> _Page excerpt_:
-- begin --
Monday, December 9, 2013
Notwithstanding my railings on the current use of the NCLB waiver process and my suggestion that some waiver conditions are outside the scope of legislative authority, the issue remains complex and the opposing view worth considering. Earlier this year, David Barron and Todd Rakoff published In Defense of Big Waiver, 113 Columbia L. Rev. 265 (2013), which focuses on the constitutionality and virtues of the administrative waivers available under No Child Left Behind and the Affordable Care Act. The main thrust of the article is that, given the complexity of today's statutory and administrative state, the administrative waiver is nearly a necessity and something that works to both Congress and the Executive's advantage. Among other things, it helps Congress adapt laws to unforeseen circumstances and improves the political accountability of the executive branch. The abstract explains:
This Article examines the basic structure and theory of big waiver, its operation in various regulatory contexts, and its constitutional and policy implications. While delegation by Congress of the power to unmake the law it makes raises concerns, we conclude the emergence of big waiver represents a salutary development. By allowing Congress to take ownership of a detailed statutory regime--even one it knows may be waived--big waiver allows Congress to codify policy preferences it might otherwise be unwilling to enact. Furthermore, by enabling Congress to stipulate a baseline against which agencies' subsequent actions are measured, big waiver offers a sorely needed means by which Congress and the executive branch may overcome gridlock. And finally, in a world laden with federal statutes, big waiver provides Congress a valuable tool for freeing the exercise of new delegations of authority from prior constraints and updating legislative frameworks that have grown stale. We welcome this new phase of the administrative process.
The key question, however, is not whether the waiver is good policy (I believe I agree that it is), but whether it is constitutional. On this point, the tail seems to wag the dog in the article; good policy and practicalities motivate a favorable constitutional analysis. With that said, the article does give me serious pause in my initial conclusions about the constitutional issues. In this respect, the article is a success both in itself and for the administration.
-- end --
> _Material shown_:
-- begin --
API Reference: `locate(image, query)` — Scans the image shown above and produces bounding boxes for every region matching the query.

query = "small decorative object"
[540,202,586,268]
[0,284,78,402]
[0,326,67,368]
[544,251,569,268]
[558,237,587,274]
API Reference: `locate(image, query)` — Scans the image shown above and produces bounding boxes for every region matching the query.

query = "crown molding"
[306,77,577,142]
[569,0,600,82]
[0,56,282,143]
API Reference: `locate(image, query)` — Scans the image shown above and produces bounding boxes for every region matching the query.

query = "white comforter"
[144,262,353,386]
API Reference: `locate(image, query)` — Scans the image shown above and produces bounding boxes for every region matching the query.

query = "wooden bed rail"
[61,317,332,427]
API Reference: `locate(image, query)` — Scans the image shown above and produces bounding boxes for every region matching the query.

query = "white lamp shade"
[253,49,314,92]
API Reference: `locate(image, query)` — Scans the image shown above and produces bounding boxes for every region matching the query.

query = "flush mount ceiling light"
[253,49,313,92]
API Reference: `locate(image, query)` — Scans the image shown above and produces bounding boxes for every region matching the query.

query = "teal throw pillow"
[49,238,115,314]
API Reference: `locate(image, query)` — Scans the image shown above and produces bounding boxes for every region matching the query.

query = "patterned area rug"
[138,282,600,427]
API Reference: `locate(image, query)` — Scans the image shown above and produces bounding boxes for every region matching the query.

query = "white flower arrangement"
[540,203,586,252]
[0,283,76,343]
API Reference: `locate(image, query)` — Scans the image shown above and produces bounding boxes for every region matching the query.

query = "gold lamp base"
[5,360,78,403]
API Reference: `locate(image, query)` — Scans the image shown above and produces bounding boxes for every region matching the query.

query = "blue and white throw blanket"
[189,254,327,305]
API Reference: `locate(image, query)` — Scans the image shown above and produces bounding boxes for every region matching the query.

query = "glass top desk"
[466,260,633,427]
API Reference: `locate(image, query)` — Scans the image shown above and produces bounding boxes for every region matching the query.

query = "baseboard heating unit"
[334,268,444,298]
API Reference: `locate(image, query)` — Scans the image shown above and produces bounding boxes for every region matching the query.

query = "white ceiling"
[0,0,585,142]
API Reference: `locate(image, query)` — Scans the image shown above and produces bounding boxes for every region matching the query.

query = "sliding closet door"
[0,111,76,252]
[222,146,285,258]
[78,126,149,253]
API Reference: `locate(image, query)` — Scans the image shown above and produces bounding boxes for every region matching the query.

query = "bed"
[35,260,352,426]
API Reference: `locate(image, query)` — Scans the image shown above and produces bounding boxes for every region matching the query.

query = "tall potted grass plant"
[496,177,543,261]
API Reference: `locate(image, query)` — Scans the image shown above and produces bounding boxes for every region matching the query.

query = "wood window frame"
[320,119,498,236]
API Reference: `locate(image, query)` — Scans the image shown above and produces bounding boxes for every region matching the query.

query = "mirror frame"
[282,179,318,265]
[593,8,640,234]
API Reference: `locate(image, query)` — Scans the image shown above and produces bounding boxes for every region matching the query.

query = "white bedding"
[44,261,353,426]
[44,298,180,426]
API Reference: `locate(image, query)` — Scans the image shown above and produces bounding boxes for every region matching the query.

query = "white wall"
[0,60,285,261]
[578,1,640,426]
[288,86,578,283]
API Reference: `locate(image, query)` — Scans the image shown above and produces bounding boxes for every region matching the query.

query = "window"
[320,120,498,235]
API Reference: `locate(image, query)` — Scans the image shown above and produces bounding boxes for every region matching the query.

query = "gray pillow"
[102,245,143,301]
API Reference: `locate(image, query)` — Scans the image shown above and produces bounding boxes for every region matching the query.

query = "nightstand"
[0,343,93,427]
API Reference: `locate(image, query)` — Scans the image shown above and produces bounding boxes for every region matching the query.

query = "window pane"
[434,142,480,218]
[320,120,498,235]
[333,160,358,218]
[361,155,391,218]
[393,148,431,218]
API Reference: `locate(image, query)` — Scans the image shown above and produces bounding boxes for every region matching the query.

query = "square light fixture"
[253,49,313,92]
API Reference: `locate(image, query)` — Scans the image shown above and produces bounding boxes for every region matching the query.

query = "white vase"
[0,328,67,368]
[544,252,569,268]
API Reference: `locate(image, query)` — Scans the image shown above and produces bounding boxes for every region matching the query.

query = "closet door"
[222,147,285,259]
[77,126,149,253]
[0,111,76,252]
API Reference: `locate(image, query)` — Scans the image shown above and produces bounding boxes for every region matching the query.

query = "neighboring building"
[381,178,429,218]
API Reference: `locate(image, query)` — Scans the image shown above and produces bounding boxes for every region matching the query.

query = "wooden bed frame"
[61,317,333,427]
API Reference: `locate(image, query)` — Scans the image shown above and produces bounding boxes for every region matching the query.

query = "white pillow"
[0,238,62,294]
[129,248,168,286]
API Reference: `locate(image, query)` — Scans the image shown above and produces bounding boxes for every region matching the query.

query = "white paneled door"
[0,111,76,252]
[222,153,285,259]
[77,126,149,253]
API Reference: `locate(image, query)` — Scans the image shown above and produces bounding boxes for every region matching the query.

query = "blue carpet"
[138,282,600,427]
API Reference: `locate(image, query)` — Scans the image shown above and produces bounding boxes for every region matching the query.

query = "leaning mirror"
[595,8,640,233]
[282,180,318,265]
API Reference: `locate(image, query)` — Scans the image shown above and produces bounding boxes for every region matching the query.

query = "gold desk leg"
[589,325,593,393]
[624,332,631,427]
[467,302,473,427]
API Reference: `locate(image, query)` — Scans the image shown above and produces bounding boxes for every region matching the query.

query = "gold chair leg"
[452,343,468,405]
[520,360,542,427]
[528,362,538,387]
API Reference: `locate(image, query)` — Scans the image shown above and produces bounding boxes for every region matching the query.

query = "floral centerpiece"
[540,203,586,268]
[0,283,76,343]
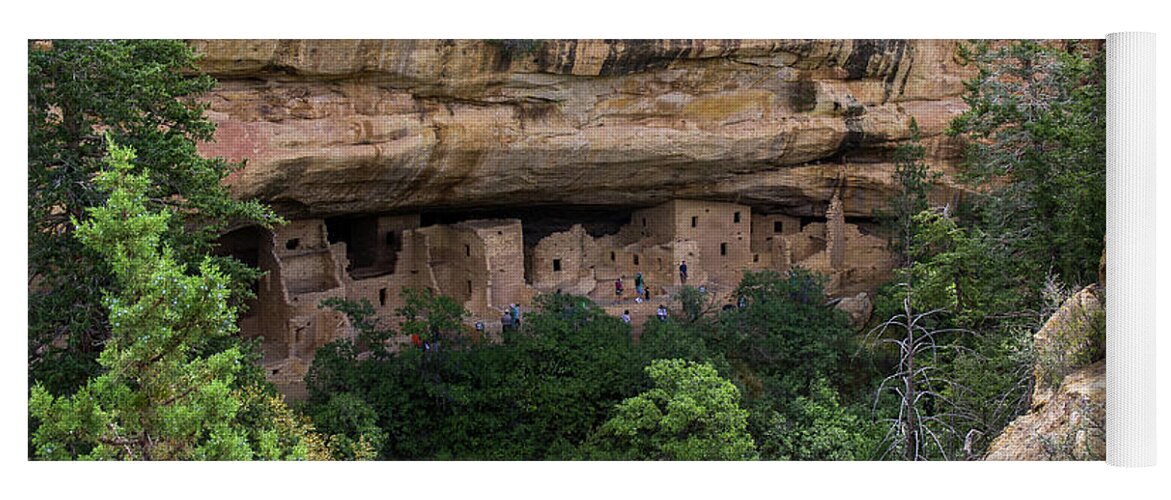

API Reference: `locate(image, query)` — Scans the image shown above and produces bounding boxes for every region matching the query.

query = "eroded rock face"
[985,265,1105,460]
[191,40,972,218]
[985,361,1105,460]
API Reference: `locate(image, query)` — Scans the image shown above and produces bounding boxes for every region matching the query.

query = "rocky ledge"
[190,40,972,218]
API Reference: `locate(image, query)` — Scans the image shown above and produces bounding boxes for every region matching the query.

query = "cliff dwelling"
[221,194,891,398]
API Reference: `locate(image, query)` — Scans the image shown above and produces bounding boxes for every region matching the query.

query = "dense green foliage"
[306,270,875,459]
[950,41,1105,288]
[28,40,275,395]
[877,118,938,266]
[586,359,756,460]
[29,142,324,460]
[875,41,1105,459]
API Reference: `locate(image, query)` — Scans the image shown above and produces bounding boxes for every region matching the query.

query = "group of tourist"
[500,303,520,330]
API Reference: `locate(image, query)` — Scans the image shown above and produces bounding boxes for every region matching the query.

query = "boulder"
[985,361,1105,460]
[834,292,874,328]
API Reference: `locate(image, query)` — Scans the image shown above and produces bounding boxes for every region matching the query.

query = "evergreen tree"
[587,359,756,460]
[28,40,275,395]
[878,118,934,266]
[29,141,327,460]
[949,41,1105,288]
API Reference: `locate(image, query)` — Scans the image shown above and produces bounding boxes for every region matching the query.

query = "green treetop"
[28,40,275,393]
[29,142,322,460]
[589,359,756,460]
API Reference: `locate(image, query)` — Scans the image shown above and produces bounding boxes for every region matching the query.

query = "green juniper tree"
[28,40,276,395]
[878,118,933,266]
[28,141,324,460]
[949,40,1105,289]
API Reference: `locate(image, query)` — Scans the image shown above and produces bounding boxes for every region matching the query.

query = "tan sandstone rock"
[191,40,972,218]
[985,361,1105,460]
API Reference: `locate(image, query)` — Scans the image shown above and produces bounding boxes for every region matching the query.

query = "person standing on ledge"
[508,303,520,329]
[635,270,646,303]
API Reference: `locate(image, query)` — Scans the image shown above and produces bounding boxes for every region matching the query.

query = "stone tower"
[826,186,845,270]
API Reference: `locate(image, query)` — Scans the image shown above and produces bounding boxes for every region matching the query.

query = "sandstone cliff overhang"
[191,40,972,218]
-- end --
> _Exercise_:
Please retype the passage of the waiver post above, starting with "The key question, however, is" and going on through "for the administration.".

> _Task answer_:
The key question, however, is not whether the waiver is good policy (I believe I agree that it is), but whether it is constitutional. On this point, the tail seems to wag the dog in the article; good policy and practicalities motivate a favorable constitutional analysis. With that said, the article does give me serious pause in my initial conclusions about the constitutional issues. In this respect, the article is a success both in itself and for the administration.